ENUNCIADO
Escribe la continuación del texto sobre la presidencia de Mitterrand, empezando después de su última oración.

TEXTO FUENTE
En mayo de 1981 Mitterrand logró lo que había buscado desde su juventud: la presidencia de la República. Vivió un año de sueño o de «estado de gracia»: los franceses en su mayoría se reconocían en este personaje singular con extrañas resonancias monárquicas, fino escritor, temible polemista, amigo de sus amigos incluso de los peores o de los más peligrosos.

Pero esta fascinación o historia de amor duró poco: tres años después, mayo de 1984, dos de cada tres franceses se declaraban descontentos o decepcionados con el presidente y su labor. Muchos creían entonces que Mitterrand «c’est fini». Pero, naturalmente, se equivocaban. La derecha ganó, sí, las elecciones legislativas de 1986 y comenzó la cohabitación que condujo con mano maestra. La derecha del pasional Jacques Chirac debió cargar con las culpas de una situación mediocre. La popularidad del presidente subió de nuevo en picado y en 1988 lo volvió a intentar: el 54% de los franceses lo eligieron para otro septenato.

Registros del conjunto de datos
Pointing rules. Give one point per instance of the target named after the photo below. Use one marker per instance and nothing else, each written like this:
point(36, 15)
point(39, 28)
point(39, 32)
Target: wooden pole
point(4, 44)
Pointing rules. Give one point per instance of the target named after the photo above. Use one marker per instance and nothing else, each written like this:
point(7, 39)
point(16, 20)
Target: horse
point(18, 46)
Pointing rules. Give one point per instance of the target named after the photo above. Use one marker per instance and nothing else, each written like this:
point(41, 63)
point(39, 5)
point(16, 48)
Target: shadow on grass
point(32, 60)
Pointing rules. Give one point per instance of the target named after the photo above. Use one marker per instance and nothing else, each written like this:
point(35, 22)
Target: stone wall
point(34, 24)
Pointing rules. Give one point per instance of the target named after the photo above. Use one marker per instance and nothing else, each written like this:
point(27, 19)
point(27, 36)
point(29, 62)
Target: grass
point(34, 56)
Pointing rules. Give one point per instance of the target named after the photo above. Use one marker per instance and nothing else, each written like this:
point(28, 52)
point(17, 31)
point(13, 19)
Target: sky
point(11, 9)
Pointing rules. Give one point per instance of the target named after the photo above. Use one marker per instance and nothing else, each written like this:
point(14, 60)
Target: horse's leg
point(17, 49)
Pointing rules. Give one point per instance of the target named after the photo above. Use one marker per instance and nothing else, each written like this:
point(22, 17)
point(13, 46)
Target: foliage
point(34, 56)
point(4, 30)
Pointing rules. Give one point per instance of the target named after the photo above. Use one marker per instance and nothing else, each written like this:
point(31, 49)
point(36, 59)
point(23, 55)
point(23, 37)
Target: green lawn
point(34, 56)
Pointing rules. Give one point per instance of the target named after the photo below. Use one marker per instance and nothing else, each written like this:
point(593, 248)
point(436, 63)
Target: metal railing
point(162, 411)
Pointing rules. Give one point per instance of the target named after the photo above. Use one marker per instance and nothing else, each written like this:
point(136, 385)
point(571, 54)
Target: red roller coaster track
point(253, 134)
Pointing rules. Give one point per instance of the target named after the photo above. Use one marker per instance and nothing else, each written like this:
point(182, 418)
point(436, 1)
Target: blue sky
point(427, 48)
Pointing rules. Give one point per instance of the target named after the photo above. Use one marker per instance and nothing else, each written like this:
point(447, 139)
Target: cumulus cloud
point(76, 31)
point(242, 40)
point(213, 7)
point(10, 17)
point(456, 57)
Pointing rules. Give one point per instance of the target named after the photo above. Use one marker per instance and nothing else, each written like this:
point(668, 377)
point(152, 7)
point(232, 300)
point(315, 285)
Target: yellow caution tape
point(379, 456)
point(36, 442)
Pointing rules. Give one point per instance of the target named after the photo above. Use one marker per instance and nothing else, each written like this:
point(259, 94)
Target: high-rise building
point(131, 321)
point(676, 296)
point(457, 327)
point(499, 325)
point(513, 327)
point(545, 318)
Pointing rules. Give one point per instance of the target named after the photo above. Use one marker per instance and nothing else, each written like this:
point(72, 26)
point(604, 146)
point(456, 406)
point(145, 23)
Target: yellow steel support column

RESULTADO
Hasta 1991 Mitterrand gozará de nuevo de popularidad y adhesiones. Pero la enfermedad (que conoce desde su primera elección diez años antes) y la incompetencia de sus primeros ministros, Edith Cresson y Pierre Bérégovoy, abren de nuevo la puerta a la derecha moderada de Edouard Balladur. El resto es la historia de una larga agonía y de un largo adiós.

Dice Duhamel al final de este libro que Mitterrand mantuvo desde su aparición en el paisaje político francés «una extraña relación apasionada, tumultuosa, contradictoria con los franceses». Si De Gaulle era «el padre noble», Mitterrand fue «el amante fascinante y sulfuroso». Eso lo clasificaría inmediatamente después del general en el segundo puesto entre «los grandes hombres del Estado del siglo XX francés». Resulta, desde luego, un poco prematuro este reparto de dignidades pero tal vez Duhamel tenga razón: si la fascinación del personaje llega hasta sus críticos más intransigentes, ¿cómo no va a llegar hasta quienes fueron sus más benévolos interlocutores?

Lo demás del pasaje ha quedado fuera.